*Task item*
Look through the lines below and copy each one that includes "pixel".

[Opening Data records section]

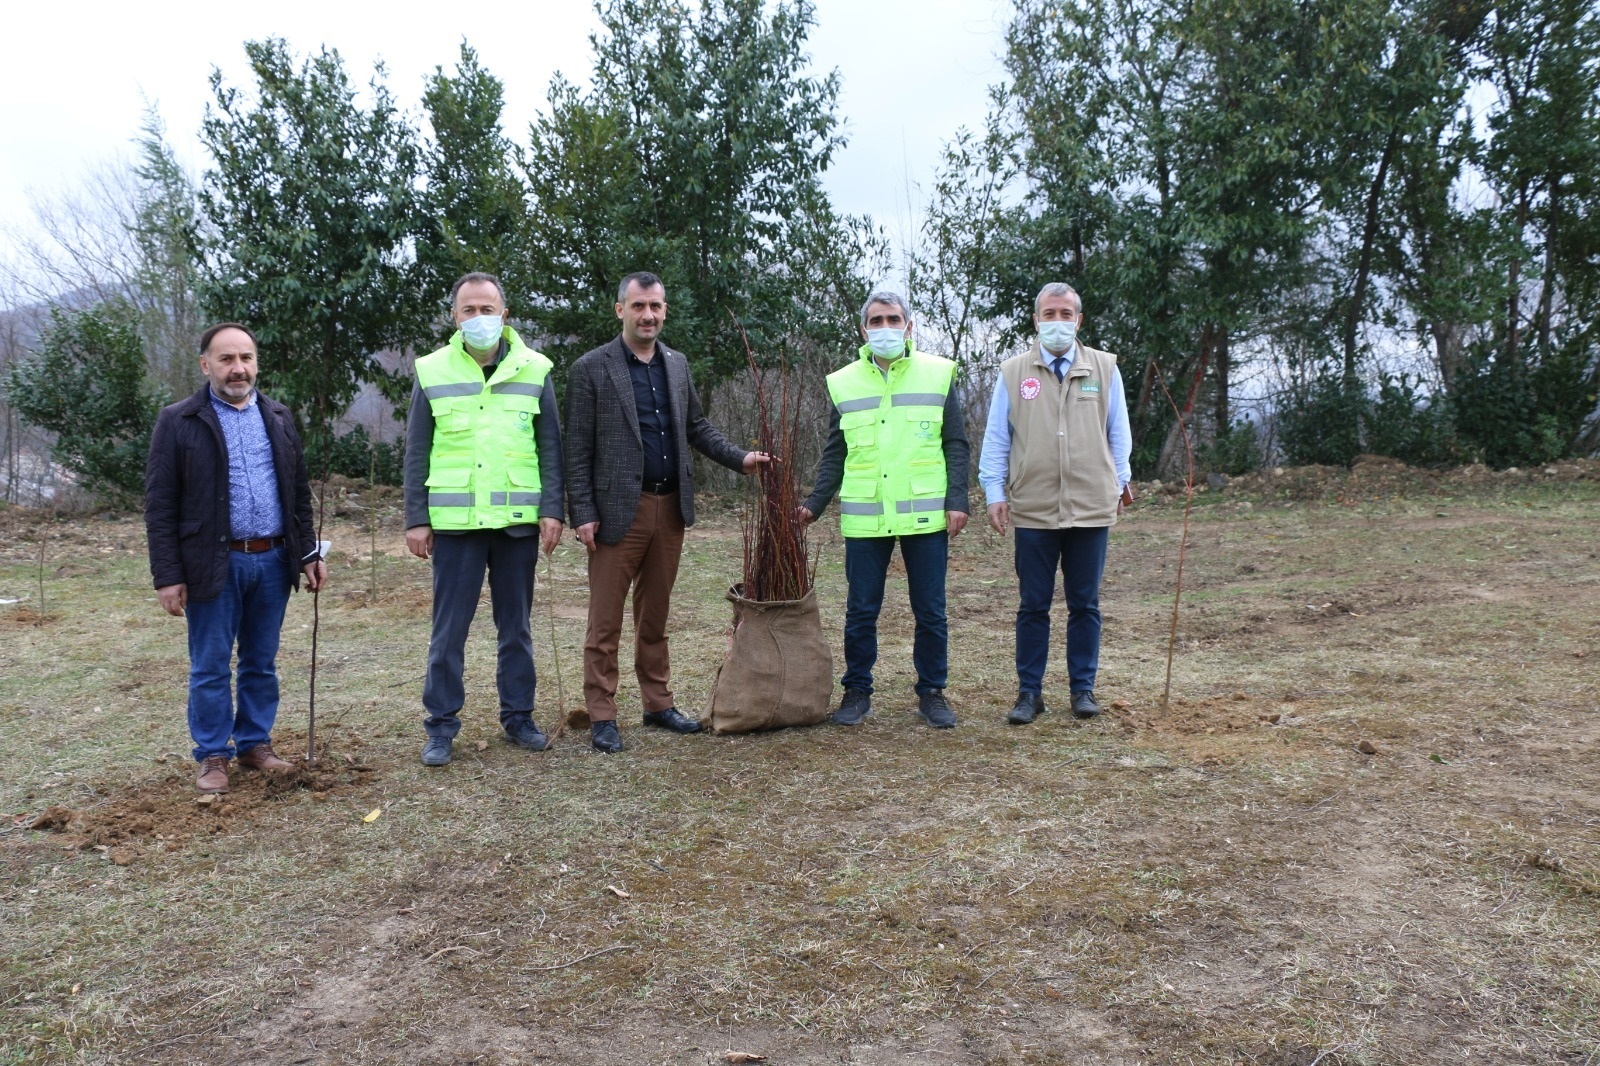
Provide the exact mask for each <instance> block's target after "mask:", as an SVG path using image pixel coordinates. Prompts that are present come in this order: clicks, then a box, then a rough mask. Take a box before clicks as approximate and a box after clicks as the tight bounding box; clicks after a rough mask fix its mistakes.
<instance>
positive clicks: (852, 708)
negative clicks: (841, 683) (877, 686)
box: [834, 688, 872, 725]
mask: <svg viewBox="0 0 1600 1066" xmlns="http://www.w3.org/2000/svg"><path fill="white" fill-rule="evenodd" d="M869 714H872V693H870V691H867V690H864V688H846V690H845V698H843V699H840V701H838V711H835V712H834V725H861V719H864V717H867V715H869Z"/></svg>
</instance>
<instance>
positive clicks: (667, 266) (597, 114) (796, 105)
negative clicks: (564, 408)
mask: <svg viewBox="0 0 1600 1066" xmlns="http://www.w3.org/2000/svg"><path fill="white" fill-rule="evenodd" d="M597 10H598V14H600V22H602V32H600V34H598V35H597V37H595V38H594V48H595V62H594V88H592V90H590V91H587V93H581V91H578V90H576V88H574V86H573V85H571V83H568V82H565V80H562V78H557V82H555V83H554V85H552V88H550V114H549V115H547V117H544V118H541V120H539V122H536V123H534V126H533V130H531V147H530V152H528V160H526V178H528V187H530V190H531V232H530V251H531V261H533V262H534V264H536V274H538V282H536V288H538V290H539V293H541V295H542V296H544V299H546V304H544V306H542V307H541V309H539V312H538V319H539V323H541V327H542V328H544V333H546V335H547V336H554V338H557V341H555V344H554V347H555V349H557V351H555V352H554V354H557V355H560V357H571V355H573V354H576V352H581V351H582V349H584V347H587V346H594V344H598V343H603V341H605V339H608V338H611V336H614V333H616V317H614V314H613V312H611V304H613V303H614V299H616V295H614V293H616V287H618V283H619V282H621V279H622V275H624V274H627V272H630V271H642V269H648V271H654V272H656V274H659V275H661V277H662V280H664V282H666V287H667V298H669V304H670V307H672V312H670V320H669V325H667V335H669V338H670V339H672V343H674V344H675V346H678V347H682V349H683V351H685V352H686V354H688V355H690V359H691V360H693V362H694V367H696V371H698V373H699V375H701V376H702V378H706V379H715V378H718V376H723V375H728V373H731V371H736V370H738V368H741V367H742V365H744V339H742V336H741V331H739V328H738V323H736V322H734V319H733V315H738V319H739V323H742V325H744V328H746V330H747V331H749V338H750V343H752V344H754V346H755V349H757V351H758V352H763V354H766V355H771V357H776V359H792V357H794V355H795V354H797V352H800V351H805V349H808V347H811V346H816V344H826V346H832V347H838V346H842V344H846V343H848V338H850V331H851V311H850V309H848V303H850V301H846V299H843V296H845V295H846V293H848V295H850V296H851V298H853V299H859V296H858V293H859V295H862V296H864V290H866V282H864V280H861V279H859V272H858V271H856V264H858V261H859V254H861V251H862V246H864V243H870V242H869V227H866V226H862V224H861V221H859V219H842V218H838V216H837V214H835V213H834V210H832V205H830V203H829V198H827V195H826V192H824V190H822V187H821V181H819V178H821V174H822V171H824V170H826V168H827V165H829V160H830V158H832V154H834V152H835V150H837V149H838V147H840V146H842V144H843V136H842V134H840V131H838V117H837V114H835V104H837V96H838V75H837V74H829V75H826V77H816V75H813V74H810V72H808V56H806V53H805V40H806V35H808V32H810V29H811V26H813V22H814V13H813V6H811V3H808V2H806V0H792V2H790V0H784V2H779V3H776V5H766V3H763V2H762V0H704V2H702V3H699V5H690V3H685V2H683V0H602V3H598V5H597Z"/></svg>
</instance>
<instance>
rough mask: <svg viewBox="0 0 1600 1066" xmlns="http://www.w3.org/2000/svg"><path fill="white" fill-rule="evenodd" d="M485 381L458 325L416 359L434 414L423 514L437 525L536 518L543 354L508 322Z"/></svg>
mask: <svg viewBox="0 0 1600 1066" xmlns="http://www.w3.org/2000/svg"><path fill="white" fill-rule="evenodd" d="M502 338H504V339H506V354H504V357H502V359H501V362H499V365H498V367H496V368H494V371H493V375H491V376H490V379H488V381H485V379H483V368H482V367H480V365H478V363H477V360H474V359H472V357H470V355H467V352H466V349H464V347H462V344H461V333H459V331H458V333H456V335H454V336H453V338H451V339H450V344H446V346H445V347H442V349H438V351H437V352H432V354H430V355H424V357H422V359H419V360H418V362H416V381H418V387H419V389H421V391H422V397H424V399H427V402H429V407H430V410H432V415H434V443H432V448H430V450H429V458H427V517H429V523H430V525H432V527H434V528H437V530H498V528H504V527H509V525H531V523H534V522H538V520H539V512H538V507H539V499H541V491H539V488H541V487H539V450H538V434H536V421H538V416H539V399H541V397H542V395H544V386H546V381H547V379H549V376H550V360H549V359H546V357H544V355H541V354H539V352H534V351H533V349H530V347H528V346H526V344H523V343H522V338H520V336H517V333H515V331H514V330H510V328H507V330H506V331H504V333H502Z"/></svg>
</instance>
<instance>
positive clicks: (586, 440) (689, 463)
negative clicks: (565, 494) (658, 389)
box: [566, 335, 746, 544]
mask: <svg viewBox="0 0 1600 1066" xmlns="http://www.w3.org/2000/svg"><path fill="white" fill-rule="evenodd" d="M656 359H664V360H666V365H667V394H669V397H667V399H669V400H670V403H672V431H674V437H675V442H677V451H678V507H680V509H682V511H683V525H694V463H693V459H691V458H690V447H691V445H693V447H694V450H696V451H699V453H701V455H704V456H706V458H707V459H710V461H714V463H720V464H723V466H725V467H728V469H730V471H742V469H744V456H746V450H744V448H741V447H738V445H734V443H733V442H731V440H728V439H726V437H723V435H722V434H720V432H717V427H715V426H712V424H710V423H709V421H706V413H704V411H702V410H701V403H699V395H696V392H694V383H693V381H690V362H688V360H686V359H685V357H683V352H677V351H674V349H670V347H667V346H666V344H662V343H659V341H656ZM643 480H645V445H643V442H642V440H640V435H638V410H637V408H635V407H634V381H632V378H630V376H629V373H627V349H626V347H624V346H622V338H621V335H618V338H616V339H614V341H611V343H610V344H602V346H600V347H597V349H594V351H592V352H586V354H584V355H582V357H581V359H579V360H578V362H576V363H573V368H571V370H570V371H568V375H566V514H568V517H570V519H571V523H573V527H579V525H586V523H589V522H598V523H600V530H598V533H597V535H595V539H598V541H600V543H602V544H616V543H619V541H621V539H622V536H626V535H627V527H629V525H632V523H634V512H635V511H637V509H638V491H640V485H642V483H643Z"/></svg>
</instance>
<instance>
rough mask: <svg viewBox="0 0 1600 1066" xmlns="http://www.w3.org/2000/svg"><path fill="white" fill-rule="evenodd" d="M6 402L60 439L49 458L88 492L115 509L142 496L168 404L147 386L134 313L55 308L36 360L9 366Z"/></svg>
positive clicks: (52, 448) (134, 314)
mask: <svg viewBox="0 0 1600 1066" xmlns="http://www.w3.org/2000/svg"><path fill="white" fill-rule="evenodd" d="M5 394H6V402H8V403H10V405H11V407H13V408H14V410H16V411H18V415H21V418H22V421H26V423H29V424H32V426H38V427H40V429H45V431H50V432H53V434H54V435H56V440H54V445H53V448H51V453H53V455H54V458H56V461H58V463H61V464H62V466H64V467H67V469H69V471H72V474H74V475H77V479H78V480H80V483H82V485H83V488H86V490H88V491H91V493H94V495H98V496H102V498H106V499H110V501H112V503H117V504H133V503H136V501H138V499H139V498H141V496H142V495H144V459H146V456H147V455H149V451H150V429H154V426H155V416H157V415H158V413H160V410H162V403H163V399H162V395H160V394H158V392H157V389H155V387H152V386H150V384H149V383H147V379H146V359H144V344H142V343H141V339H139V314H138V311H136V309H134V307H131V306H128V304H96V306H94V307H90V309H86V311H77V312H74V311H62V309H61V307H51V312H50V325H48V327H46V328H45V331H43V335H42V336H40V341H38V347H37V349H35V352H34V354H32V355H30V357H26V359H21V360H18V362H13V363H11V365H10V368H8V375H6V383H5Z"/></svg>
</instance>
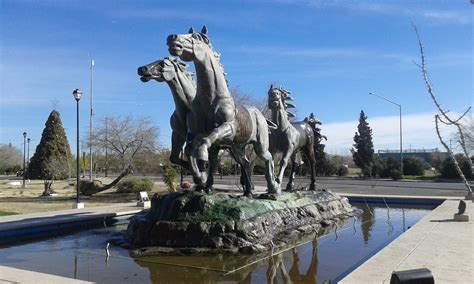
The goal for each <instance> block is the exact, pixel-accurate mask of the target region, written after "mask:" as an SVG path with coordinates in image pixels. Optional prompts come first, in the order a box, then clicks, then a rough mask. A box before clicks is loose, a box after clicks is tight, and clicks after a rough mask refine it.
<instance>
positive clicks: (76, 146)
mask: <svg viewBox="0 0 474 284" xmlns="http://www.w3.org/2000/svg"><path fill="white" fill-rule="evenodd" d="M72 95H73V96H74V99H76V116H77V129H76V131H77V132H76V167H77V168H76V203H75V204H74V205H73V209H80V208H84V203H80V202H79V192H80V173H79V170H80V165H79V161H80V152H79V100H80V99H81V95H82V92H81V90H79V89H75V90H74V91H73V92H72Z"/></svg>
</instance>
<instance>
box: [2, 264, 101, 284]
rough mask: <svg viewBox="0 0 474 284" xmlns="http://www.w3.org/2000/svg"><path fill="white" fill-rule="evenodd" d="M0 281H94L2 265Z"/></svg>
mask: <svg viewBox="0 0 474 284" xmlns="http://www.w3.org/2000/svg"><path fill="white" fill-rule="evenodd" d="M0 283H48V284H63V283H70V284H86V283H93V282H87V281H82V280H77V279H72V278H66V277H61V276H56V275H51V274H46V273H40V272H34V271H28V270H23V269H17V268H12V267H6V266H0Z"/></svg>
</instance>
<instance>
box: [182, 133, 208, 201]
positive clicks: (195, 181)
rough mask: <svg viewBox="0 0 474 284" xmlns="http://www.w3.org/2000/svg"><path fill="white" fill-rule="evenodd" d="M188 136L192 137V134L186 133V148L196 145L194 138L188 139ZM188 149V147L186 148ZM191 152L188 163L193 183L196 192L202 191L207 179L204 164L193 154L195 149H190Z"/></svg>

[Closing Data records section]

*Task answer*
Provide the exact mask for each <instance> block's target after "mask:", as an SVG path using image pixel coordinates. Prompts that are present come in this order: clicks, then a box, then a rough mask. Take a box before clicks as approximate and a box after clicks as the tight bounding box; clicks after a rough mask fix its mistakes.
The goal for each <instance> block is the exact, pixel-accurate mask of the target region, written after "mask:" as an SVG path with coordinates in image pixels. Optional prompts come first, in the order a box, then clicks, then a rough mask. A box before clicks is loose, a box after clicks is tight, and clicks after a rough mask refine it.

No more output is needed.